SELECTED TEXT -
Jacksonville Revives Unhoused Steering Committee With Faith Leaders, Service Providers
Jacksonville's new Unhoused Steering Committee, led by Prairieland United Way, brings together faith leaders, the Salvation Army, and a city alderman to tackle homelessness this summer.

Prairieland United Way announced the formation of Jacksonville's Unhoused Steering Committee, bringing together a cross-sector group to coordinate the city's fragmented response to homelessness and housing instability after years of stalled efforts and mounting local pressure.
The committee's known members span five institutions: Rabbi Rob Thomas representing the faith community; Karen Walker of Prairieland United Way; Justian Corliss of the Salvation Army; Jacksonville Alderman Joe Lockman; and Claire Peak, a community health consultant with Jacksonville Memorial Hospital. On social media, Rabbi Thomas called himself "honored to be a part of this awesome, compassionate, and dedicated team."

SUPPLIED ENTRIES -
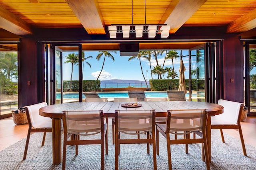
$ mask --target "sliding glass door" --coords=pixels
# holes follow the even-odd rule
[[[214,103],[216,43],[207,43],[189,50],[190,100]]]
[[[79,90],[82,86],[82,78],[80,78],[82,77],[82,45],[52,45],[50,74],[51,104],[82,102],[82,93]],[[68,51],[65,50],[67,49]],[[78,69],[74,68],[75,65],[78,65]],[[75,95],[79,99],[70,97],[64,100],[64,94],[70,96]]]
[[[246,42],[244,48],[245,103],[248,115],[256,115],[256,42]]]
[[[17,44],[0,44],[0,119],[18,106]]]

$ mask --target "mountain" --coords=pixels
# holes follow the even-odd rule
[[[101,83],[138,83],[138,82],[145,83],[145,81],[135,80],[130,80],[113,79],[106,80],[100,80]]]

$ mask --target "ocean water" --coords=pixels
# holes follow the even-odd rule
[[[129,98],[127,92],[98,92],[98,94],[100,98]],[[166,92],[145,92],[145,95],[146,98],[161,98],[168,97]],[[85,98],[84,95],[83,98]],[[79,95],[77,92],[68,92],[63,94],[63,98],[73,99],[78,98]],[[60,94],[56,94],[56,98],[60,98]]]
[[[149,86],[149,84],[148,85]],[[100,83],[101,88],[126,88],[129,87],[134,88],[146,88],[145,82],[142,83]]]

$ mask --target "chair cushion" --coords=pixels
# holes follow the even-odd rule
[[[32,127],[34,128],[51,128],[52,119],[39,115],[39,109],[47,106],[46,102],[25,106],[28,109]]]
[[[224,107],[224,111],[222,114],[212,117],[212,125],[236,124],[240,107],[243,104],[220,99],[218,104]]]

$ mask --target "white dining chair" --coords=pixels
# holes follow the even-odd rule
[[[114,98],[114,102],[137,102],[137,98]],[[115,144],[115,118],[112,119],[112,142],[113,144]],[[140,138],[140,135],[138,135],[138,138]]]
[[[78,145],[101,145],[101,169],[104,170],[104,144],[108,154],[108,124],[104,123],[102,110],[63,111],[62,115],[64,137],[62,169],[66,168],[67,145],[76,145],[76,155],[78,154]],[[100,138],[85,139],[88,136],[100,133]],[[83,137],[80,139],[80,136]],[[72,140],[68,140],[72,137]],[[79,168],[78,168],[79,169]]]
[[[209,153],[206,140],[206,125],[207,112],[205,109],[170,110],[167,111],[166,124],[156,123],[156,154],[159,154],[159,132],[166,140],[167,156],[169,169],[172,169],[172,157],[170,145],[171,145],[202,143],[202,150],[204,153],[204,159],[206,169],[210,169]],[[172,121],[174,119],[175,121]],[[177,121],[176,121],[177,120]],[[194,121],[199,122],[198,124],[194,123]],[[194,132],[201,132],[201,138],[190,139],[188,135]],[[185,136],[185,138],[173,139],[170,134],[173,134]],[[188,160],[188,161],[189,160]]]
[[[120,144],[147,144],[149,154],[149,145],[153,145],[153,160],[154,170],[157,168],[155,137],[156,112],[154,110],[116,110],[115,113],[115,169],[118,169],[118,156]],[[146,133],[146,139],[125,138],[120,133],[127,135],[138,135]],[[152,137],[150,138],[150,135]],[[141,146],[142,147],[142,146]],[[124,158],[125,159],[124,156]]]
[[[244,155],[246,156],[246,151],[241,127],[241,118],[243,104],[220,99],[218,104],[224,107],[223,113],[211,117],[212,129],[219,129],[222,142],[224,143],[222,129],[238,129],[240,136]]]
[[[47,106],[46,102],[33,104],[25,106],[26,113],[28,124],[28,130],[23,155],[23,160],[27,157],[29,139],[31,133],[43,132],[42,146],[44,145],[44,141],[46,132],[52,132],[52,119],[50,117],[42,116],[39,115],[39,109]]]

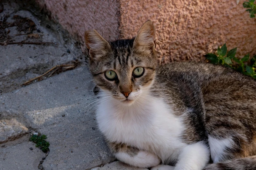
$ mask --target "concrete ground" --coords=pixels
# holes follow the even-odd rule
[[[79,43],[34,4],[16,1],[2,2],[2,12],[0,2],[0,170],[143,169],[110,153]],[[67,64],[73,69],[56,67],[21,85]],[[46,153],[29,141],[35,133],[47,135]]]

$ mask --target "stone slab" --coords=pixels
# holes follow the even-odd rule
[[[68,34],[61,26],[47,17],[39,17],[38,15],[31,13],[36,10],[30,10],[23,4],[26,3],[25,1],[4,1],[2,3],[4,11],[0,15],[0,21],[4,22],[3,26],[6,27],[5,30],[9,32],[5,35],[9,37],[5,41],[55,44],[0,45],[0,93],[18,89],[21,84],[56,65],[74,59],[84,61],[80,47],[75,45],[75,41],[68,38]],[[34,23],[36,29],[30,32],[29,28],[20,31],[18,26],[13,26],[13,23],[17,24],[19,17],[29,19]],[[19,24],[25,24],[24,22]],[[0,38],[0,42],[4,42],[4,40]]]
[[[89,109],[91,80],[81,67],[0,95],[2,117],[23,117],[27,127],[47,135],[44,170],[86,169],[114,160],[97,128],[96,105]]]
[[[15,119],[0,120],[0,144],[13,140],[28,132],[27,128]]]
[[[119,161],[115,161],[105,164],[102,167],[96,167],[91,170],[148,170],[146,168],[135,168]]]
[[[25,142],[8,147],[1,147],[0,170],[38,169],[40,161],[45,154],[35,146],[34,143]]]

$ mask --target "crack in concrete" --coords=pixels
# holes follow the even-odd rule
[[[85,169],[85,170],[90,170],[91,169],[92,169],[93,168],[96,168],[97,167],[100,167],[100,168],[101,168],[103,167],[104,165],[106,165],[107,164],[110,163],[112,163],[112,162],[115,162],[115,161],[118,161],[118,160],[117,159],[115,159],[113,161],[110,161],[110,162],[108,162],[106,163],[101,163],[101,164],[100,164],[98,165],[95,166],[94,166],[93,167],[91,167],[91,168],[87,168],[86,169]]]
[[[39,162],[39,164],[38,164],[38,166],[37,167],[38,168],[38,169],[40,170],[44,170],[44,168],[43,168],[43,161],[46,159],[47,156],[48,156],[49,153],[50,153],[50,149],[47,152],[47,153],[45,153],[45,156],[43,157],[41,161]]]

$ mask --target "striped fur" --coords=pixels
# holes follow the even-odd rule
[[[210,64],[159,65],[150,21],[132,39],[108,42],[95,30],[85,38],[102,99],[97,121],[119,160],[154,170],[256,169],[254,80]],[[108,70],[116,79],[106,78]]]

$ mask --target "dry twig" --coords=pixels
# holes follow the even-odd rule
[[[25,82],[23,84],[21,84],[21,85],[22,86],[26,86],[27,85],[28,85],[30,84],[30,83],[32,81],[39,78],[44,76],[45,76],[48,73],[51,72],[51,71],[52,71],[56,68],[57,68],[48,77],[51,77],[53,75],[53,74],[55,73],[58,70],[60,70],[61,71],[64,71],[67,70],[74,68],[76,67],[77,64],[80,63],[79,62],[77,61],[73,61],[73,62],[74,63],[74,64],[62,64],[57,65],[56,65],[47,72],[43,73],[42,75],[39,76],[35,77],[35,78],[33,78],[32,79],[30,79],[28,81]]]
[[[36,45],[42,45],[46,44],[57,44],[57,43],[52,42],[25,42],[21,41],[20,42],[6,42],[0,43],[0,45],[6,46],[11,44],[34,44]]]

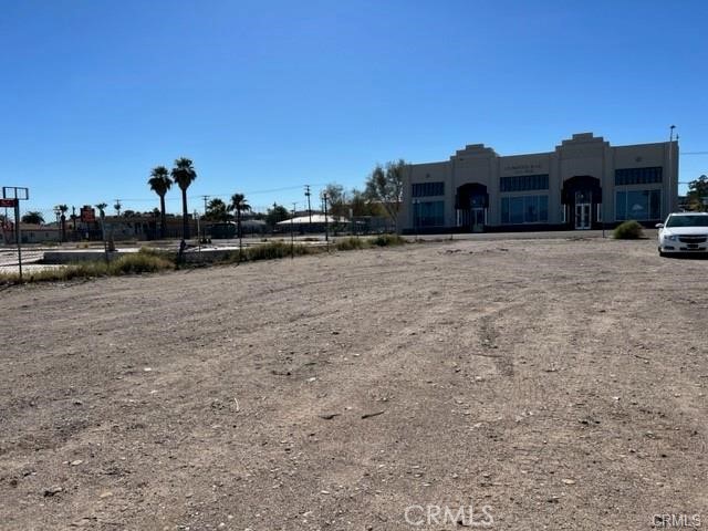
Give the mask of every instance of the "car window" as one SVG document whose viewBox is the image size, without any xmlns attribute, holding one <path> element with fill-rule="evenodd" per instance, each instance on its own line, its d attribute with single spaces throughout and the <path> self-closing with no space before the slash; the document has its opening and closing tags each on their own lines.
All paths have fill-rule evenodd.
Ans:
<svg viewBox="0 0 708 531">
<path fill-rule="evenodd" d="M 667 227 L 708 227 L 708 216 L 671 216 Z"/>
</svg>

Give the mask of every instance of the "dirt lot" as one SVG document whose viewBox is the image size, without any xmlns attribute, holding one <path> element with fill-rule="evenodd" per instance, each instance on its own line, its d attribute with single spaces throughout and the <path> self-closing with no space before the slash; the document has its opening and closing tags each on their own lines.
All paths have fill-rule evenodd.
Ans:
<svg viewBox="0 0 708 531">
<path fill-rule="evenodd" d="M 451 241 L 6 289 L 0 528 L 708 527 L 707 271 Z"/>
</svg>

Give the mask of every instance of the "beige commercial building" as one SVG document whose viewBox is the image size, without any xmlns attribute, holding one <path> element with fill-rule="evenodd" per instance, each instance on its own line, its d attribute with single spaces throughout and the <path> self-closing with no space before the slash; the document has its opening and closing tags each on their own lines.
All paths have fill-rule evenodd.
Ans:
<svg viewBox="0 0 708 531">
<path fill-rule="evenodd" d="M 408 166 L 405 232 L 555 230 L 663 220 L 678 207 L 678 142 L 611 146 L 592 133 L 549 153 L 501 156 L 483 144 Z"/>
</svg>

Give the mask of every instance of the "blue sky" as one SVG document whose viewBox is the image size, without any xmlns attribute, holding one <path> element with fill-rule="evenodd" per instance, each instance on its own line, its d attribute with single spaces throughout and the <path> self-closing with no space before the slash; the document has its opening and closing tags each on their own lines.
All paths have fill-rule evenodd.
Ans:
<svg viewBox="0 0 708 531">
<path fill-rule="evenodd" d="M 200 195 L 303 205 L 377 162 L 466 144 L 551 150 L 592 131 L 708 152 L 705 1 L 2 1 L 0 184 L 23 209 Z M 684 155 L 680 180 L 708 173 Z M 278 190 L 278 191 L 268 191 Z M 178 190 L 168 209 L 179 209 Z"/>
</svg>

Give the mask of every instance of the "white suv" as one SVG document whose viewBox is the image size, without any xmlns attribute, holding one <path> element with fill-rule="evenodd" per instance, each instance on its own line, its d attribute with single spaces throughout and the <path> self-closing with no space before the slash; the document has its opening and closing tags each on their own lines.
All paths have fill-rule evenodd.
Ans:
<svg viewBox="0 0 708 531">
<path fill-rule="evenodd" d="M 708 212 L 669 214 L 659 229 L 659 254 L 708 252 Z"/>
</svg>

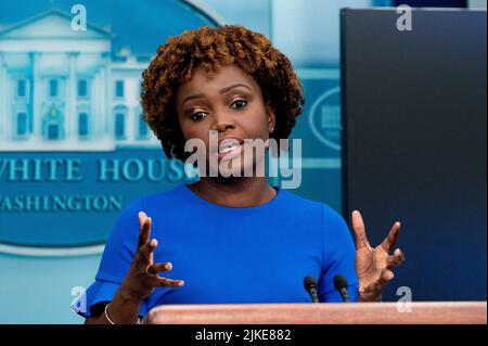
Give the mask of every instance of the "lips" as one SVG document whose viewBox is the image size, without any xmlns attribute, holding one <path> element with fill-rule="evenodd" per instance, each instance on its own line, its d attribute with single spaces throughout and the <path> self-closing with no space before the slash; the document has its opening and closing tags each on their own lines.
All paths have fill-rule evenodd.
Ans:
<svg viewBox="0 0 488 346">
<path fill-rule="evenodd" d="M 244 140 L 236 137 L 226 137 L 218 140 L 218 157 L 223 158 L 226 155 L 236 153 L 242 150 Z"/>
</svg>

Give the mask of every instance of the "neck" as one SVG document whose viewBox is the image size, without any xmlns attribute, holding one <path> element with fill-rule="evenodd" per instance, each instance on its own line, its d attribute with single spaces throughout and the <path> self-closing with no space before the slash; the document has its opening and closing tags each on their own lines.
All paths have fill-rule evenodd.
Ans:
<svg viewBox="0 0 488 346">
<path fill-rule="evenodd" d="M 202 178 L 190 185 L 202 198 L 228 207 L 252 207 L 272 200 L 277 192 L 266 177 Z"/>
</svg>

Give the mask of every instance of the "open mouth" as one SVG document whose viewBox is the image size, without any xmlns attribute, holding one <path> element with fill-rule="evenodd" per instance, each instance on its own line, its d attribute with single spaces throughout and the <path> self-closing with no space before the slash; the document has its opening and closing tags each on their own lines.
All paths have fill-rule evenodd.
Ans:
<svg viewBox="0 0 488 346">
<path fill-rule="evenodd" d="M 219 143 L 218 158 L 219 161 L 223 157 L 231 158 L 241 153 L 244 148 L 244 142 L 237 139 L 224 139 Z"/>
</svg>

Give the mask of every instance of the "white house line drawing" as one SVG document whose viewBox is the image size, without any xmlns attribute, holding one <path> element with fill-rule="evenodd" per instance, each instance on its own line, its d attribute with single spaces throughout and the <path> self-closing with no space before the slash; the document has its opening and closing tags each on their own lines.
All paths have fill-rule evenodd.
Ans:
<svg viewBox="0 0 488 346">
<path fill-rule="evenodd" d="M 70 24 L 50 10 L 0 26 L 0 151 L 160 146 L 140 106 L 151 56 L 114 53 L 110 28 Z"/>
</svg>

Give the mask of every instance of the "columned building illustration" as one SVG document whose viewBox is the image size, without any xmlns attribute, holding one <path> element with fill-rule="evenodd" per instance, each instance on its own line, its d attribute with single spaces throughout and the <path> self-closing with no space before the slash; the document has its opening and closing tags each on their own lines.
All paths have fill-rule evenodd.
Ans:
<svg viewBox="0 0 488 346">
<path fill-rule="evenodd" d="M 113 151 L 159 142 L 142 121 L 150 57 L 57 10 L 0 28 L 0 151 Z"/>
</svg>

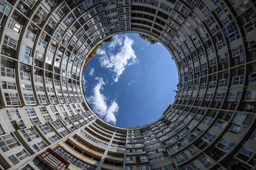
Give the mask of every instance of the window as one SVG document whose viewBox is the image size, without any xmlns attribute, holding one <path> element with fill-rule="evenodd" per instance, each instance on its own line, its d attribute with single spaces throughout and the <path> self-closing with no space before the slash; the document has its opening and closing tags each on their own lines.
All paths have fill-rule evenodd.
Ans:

EXERCISE DESCRIPTION - Rewrite the part of the article on Jacksonville's steering committee that begins at the words "Jacksonville Revives Unhoused" and stops after "homelessness this summer.", changing "Unhoused Steering Committee" to "Housing Steering Committee" throughout.

RESULT OF THE EXERCISE -
Jacksonville Revives Housing Steering Committee With Faith Leaders, Service Providers
Jacksonville's new Housing Steering Committee, led by Prairieland United Way, brings together faith leaders, the Salvation Army, and a city alderman to tackle homelessness this summer.